INPUT DATA:
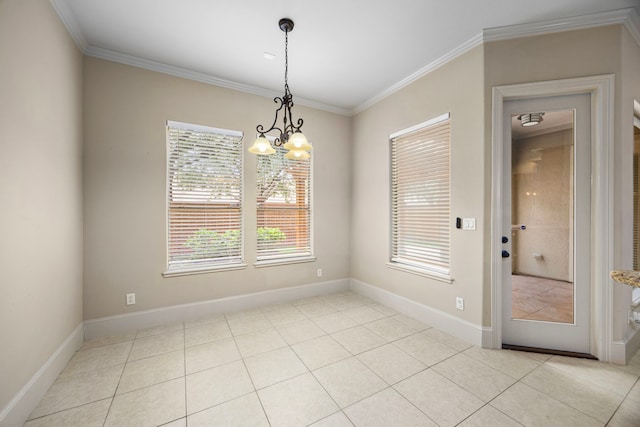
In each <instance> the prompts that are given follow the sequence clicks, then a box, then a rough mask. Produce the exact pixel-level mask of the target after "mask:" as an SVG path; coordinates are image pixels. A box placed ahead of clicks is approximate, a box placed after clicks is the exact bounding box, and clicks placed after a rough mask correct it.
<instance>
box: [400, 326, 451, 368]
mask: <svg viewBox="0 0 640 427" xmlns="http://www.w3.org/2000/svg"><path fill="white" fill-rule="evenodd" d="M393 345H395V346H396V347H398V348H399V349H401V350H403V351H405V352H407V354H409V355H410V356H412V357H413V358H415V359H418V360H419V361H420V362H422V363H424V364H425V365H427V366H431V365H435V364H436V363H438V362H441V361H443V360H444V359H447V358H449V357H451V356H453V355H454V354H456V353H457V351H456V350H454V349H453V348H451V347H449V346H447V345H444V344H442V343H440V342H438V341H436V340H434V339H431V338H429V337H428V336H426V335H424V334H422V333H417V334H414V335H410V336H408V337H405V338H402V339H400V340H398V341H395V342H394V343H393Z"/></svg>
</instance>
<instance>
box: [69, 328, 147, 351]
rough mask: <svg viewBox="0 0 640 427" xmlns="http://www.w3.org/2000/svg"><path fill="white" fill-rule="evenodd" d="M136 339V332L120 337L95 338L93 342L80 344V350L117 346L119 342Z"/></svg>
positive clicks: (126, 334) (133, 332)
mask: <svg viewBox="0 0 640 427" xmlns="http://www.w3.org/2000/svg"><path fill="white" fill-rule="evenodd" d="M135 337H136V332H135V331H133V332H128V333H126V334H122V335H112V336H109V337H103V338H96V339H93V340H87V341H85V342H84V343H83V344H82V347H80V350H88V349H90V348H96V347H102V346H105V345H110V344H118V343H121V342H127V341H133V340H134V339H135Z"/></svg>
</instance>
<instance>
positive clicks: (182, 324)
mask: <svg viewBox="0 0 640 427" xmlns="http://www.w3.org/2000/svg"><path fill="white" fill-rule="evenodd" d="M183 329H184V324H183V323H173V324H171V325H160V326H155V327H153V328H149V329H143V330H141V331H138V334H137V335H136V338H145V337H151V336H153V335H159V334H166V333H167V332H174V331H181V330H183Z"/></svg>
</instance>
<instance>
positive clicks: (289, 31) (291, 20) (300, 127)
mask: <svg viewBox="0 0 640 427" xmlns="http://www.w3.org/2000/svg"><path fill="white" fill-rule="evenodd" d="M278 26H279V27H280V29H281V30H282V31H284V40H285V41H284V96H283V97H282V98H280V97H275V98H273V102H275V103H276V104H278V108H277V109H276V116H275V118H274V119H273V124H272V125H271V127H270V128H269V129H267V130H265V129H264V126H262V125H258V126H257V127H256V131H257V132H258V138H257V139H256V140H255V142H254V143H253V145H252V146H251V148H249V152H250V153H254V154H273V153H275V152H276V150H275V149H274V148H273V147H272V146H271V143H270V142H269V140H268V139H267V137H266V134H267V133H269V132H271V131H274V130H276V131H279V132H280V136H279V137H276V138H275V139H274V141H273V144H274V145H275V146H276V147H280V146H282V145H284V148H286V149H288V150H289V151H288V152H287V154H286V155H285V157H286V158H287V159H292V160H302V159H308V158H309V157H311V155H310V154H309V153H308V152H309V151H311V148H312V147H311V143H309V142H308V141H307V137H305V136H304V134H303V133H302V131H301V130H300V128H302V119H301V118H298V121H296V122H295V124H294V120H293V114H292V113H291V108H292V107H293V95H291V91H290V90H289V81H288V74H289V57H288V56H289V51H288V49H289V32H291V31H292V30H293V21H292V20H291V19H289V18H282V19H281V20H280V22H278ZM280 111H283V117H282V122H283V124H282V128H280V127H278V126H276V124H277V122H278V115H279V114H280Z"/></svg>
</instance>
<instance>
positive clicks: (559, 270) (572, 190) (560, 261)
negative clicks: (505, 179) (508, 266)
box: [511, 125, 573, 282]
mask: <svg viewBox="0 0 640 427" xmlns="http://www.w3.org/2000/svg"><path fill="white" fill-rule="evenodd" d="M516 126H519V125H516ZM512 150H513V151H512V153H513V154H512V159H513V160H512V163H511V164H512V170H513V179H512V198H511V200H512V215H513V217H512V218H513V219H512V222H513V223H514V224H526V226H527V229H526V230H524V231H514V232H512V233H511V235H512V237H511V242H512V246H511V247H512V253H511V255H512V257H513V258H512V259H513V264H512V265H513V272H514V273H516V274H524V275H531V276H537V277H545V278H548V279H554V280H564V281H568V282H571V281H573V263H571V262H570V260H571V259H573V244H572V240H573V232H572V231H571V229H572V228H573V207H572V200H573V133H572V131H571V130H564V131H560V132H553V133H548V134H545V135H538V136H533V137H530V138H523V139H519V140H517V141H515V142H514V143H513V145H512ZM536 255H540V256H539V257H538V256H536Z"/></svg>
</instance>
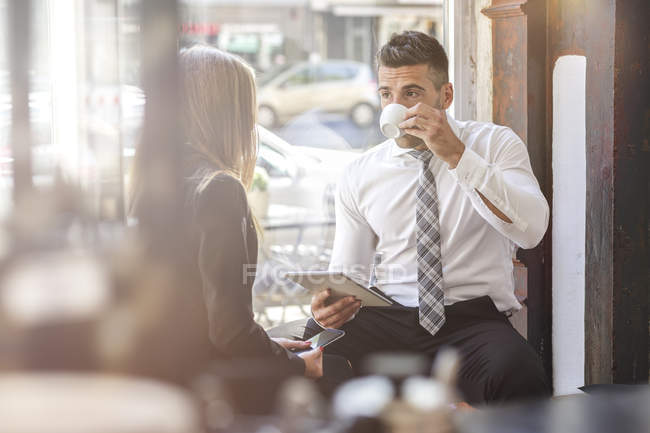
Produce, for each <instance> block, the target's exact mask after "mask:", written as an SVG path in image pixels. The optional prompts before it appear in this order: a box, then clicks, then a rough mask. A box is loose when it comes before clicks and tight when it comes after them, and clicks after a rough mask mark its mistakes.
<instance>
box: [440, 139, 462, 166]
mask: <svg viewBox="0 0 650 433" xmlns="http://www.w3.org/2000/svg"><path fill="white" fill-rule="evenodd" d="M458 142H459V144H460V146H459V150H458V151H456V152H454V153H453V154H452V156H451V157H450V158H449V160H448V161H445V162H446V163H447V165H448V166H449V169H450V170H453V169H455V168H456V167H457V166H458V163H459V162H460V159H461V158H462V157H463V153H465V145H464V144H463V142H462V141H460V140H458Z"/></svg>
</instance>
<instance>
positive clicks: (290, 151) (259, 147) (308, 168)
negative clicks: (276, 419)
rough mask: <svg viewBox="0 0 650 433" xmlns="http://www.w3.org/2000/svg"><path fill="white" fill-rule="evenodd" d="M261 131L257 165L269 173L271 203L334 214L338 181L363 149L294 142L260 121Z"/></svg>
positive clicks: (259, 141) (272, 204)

TASK OBJECTIVE: Repeat the entries exactly, without pictures.

EXERCISE RESPONSE:
In each <instance> the prompts that are given follow the sequence clicks, then a box, then a rough mask. Produce the exact pixel-level mask of the target after "mask:" as an SVG path; coordinates are image pixels. A box placed ahead of clicks is approximate, a box placed after clicks is the exact bounding box, and clicks placed after a rough mask correct it.
<instance>
box: [400, 326, 451, 368]
mask: <svg viewBox="0 0 640 427" xmlns="http://www.w3.org/2000/svg"><path fill="white" fill-rule="evenodd" d="M393 345H395V346H396V347H398V348H399V349H401V350H403V351H405V352H407V354H409V355H410V356H412V357H413V358H415V359H418V360H419V361H420V362H422V363H424V364H425V365H427V366H431V365H435V364H436V363H438V362H441V361H443V360H444V359H447V358H449V357H451V356H453V355H454V354H456V353H457V351H456V350H454V349H453V348H451V347H449V346H447V345H444V344H442V343H440V342H438V341H436V340H434V339H431V338H429V337H428V336H426V335H424V334H422V333H417V334H414V335H410V336H408V337H405V338H402V339H400V340H398V341H395V342H394V343H393Z"/></svg>
</instance>
<instance>
box: [69, 328, 147, 351]
rough mask: <svg viewBox="0 0 640 427" xmlns="http://www.w3.org/2000/svg"><path fill="white" fill-rule="evenodd" d="M136 339V332L120 337L95 338L93 342L80 344V350L117 346L119 342Z"/></svg>
positive clicks: (126, 334) (133, 332)
mask: <svg viewBox="0 0 640 427" xmlns="http://www.w3.org/2000/svg"><path fill="white" fill-rule="evenodd" d="M135 337H136V332H135V331H133V332H128V333H126V334H122V335H112V336H109V337H103V338H96V339H93V340H87V341H85V342H84V343H83V344H82V347H80V350H88V349H90V348H96V347H102V346H105V345H110V344H118V343H121V342H127V341H133V340H134V339H135Z"/></svg>
</instance>
<instance>
positive clicks: (182, 324)
mask: <svg viewBox="0 0 640 427" xmlns="http://www.w3.org/2000/svg"><path fill="white" fill-rule="evenodd" d="M183 329H184V324H183V323H173V324H171V325H160V326H155V327H153V328H149V329H143V330H141V331H138V334H137V335H136V338H145V337H151V336H153V335H159V334H166V333H167V332H174V331H181V330H183Z"/></svg>
</instance>
<instance>
positive clicks: (289, 31) (291, 20) (300, 127)
mask: <svg viewBox="0 0 640 427" xmlns="http://www.w3.org/2000/svg"><path fill="white" fill-rule="evenodd" d="M278 26H279V27H280V29H281V30H282V31H284V40H285V41H284V96H283V97H282V98H280V97H275V98H273V102H275V103H276V104H278V108H277V109H276V116H275V118H274V119H273V124H272V125H271V127H270V128H269V129H267V130H265V129H264V126H262V125H258V126H257V127H256V131H257V132H258V138H257V139H256V140H255V142H254V143H253V145H252V146H251V148H249V152H250V153H254V154H273V153H275V152H276V150H275V149H274V148H273V147H272V146H271V143H270V142H269V140H268V139H267V137H266V134H267V133H269V132H271V131H274V130H276V131H279V132H280V136H279V137H276V138H275V139H274V141H273V144H274V145H275V146H276V147H280V146H282V145H284V148H286V149H288V150H289V151H288V152H287V154H286V155H285V157H286V158H287V159H292V160H302V159H308V158H309V157H311V155H310V154H309V153H308V152H309V151H311V148H312V147H311V143H309V142H308V141H307V137H305V136H304V134H303V133H302V131H301V130H300V128H302V119H301V118H298V121H296V122H295V124H294V120H293V114H292V113H291V108H292V107H293V95H291V91H290V90H289V81H288V74H289V57H288V56H289V51H288V49H289V32H291V31H292V30H293V21H292V20H291V19H289V18H282V19H281V20H280V22H278ZM280 111H283V117H282V122H283V124H282V128H280V127H278V126H276V124H277V122H278V115H279V114H280Z"/></svg>
</instance>
<instance>
positive clicks: (559, 270) (572, 190) (560, 261)
negative clicks: (505, 179) (508, 266)
box: [511, 125, 573, 282]
mask: <svg viewBox="0 0 640 427" xmlns="http://www.w3.org/2000/svg"><path fill="white" fill-rule="evenodd" d="M516 126H519V125H516ZM512 150H513V151H512V153H513V154H512V159H513V160H512V163H511V164H512V170H513V179H512V198H511V200H512V215H513V217H512V218H513V219H512V222H513V223H514V224H526V226H527V229H526V230H524V231H514V232H512V233H511V235H512V237H511V242H512V246H511V247H512V253H511V255H512V257H513V258H512V259H513V264H512V265H513V272H514V273H516V274H524V275H531V276H537V277H545V278H548V279H554V280H564V281H568V282H571V281H573V263H571V262H570V260H571V259H573V244H572V240H573V232H572V231H571V229H572V228H573V207H572V200H573V133H572V131H571V130H564V131H560V132H553V133H548V134H545V135H538V136H533V137H530V138H523V139H519V140H517V141H515V142H514V143H513V145H512ZM536 255H540V256H539V257H538V256H536Z"/></svg>
</instance>
Produce, for each <instance> block, the target's exact mask after "mask:", written as an SVG path in image pixels. The optional prompts before it appear in this order: a box, then clicks, then a rough mask. A box is loose when it comes before clicks and tight when it comes after them, and clicks after a rough mask mark its mistakes.
<instance>
box: [440, 139, 462, 166]
mask: <svg viewBox="0 0 650 433" xmlns="http://www.w3.org/2000/svg"><path fill="white" fill-rule="evenodd" d="M458 142H459V144H460V146H459V150H458V151H456V152H454V153H453V154H452V156H451V157H450V158H449V160H448V161H445V162H446V163H447V165H448V166H449V169H450V170H453V169H455V168H456V167H457V166H458V163H459V162H460V159H461V158H462V157H463V153H465V145H464V144H463V142H462V141H460V140H458Z"/></svg>
</instance>
<instance>
positive clicks: (290, 151) (259, 147) (308, 168)
negative clicks: (276, 419)
rough mask: <svg viewBox="0 0 650 433" xmlns="http://www.w3.org/2000/svg"><path fill="white" fill-rule="evenodd" d="M261 131L257 165L269 173L271 203L334 214L338 181L363 149L294 142L260 121Z"/></svg>
positive clicks: (259, 141) (272, 204)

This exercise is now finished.